___ Provided records

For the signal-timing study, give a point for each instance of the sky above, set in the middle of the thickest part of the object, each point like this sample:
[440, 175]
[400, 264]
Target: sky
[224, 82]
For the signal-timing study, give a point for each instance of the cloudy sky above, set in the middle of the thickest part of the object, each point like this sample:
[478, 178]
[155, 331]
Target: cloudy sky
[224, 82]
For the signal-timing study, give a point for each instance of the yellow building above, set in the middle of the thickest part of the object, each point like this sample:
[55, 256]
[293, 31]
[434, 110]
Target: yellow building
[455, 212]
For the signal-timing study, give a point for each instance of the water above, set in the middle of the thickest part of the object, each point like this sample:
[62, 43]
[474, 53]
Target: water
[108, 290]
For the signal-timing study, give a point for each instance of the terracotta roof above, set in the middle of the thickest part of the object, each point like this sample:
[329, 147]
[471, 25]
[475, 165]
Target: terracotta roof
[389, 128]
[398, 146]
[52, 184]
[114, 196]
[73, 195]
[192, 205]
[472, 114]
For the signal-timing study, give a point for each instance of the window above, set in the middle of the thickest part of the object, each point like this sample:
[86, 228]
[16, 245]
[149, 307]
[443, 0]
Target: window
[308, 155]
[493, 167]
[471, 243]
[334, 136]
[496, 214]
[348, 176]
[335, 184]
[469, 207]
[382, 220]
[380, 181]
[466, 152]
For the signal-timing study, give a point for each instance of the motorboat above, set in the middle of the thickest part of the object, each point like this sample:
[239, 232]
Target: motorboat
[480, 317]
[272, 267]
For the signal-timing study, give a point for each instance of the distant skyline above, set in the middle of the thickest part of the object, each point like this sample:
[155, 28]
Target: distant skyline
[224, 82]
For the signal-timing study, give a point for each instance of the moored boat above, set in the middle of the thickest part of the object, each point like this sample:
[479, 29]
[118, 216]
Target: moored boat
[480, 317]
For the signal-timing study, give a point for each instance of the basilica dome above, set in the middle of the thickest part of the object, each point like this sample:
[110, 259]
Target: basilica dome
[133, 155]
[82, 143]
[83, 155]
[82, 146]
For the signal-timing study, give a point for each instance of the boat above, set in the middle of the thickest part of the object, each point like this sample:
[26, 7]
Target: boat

______

What you will do:
Repeat back the data above, exact to the last character.

Exercise result:
For the signal-timing study, give a point for each instance of the sky above, set in the middle of the thickest part of the object, each point like this sample:
[440, 175]
[400, 264]
Target: sky
[224, 82]
For the signal-timing study, give a point for each instance of the cloudy sky above, set in the middle of the thickest part of the object, each point like this sample:
[478, 178]
[155, 331]
Target: cloudy sky
[224, 82]
For the signal-timing study, give a point for each instance of the yellow building above, set in the middle of the thickest part of the object, each point like this sample:
[55, 256]
[293, 31]
[434, 110]
Target: yellow building
[455, 212]
For the signal-timing study, give a point for each instance of the water above, set in the middle of the thickest part of the object, each point like this sample:
[62, 43]
[474, 53]
Target: water
[108, 290]
For the signal-timing study, give a point for each instance of the terracotta roof above, set in the middle of the thickest part of the object, each point like this sample:
[329, 147]
[471, 25]
[475, 165]
Target: terracotta roof
[389, 128]
[398, 146]
[52, 184]
[114, 196]
[73, 195]
[192, 205]
[472, 114]
For the signal-timing study, give a point for each instance of the window above, set in the middle of the thickest part of the object, each point like this sample:
[86, 228]
[16, 245]
[149, 307]
[443, 0]
Target: window
[308, 155]
[493, 167]
[471, 243]
[334, 136]
[496, 214]
[348, 176]
[335, 184]
[469, 207]
[382, 220]
[380, 181]
[466, 152]
For the signal-timing study, give a point for each instance of the motorboat above, set in the middle of the thickest part of the object, each point like this sample:
[239, 232]
Target: motorboat
[480, 317]
[272, 267]
For the signal-timing study, give a point for each instance of the distant skyline above, set in the middle of the thickest part of the object, each point like this sample:
[155, 28]
Target: distant skyline
[224, 82]
For the signal-timing study, give a point for each instance of the moored boat above, set in the middle of the thickest part of the object, each point like this sample:
[479, 29]
[118, 216]
Target: moored boat
[480, 317]
For the signal-timing study, give a point for each instance of the basilica dome above, set in the middle of the thickest part of the object, each point like this sample:
[110, 259]
Target: basilica dome
[133, 155]
[82, 143]
[83, 155]
[82, 146]
For the signal-timing study, give a point for each instance of the boat above, set in the middle of the thickest part of the object, each point like this sample:
[26, 7]
Target: boat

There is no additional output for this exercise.